= WORK TO BE COMPLETED =
Please say whether each statement below agrees with the bass forum post, answering yes or no and quoting the words of the post that decide it.
1. The poster currently owns a four-string fretted bass.
2. The poster has played six-string basses for extended periods.
3. The poster plays mostly with a pick.

= TEXT SECTION =

○ ○ ○ ○

Discussion in 'Basses [BG]' started by Bassmanbob, Apr 9, 2003.

  1. Bassmanbob

    Bassmanbob Supporting Member

    I know this has been rehashed more than a few times, but I'm asking how I may figure out if I should get a 5 or a 6 string fretted bass.

    I'm going to buy a Roscoe SKB fretted bass (or order it) next Thursday. I have been flipping back and forth on either the 5 or 6 strings. Here is some of my info:
    1. I play mostly classic dancable rock, but my band is beginning to play some funk and current dancable music. I play mostly finger style and a little slap. I currently have a 4 fretted.
    2. I'm not much of a soloist, but I've been working on it more than ever. The band wants me to do a little more than I currently do.
    3. I do have small hands, but I've felt comfortable with the 6 stringed basses I've tried in stores-- but I've never played one for extended periods.

    My concerns: If I buy a 5, I'll wish I had the extra string to help me play in one position (or at least prevent me from running up and down the neck as frequently). If I buy a 6, I may never use the C string and it will just be another string to try to mute when I'm playing.

○ ○ ○ ○

= EXCERPTED DATA =
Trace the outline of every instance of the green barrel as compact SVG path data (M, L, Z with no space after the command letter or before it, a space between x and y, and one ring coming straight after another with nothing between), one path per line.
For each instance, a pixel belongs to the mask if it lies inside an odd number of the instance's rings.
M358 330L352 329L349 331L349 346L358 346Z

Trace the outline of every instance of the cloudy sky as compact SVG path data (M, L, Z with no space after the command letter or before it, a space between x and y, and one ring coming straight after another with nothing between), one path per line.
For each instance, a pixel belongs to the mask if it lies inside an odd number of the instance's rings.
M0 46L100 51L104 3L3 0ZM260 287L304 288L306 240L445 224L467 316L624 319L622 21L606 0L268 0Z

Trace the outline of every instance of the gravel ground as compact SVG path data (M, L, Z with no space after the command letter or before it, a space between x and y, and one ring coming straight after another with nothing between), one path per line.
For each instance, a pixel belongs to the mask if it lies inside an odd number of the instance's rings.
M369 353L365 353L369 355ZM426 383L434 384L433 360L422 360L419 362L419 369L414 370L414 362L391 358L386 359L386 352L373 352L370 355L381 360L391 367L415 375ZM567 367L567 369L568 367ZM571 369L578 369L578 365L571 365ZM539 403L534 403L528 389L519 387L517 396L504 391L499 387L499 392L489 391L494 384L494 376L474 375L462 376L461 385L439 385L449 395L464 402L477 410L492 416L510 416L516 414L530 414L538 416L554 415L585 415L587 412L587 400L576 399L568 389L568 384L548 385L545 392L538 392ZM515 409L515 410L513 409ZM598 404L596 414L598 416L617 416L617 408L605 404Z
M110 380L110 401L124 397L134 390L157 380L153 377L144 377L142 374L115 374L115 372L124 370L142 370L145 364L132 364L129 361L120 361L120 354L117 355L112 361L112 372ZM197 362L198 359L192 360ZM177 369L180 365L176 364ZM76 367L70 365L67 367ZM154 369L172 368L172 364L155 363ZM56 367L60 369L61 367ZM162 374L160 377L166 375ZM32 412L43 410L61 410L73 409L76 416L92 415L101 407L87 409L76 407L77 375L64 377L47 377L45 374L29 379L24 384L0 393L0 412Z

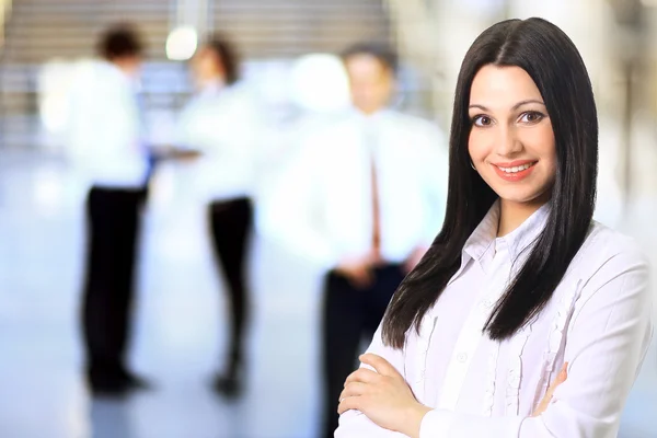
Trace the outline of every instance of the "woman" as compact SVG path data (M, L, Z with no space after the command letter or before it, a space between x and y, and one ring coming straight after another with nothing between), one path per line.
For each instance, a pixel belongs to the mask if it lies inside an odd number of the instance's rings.
M652 337L648 265L592 221L598 124L570 39L541 19L485 31L450 149L442 231L347 379L335 436L616 436Z
M184 108L178 141L201 157L194 168L195 188L208 205L212 246L227 280L231 326L226 370L215 390L237 396L242 390L244 331L249 316L246 246L253 226L258 115L239 84L231 44L215 35L192 60L198 92Z

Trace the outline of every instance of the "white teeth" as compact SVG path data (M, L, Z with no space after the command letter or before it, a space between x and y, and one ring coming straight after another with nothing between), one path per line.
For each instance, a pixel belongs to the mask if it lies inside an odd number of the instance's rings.
M525 170L531 168L534 164L535 163L527 163L527 164L517 165L517 166L514 166L514 168L498 168L498 169L500 171L503 171L503 172L506 172L506 173L517 173L517 172L525 171Z

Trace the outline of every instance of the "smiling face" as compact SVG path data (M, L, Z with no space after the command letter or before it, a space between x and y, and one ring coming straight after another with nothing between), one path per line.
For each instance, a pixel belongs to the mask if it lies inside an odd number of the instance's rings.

○ ○ ○ ○

= RESULT OF THE EXERCISE =
1. Yes: "I currently have a 4 fretted."
2. No: "but I've never played one for extended periods."
3. No: "I play mostly finger style and a little slap."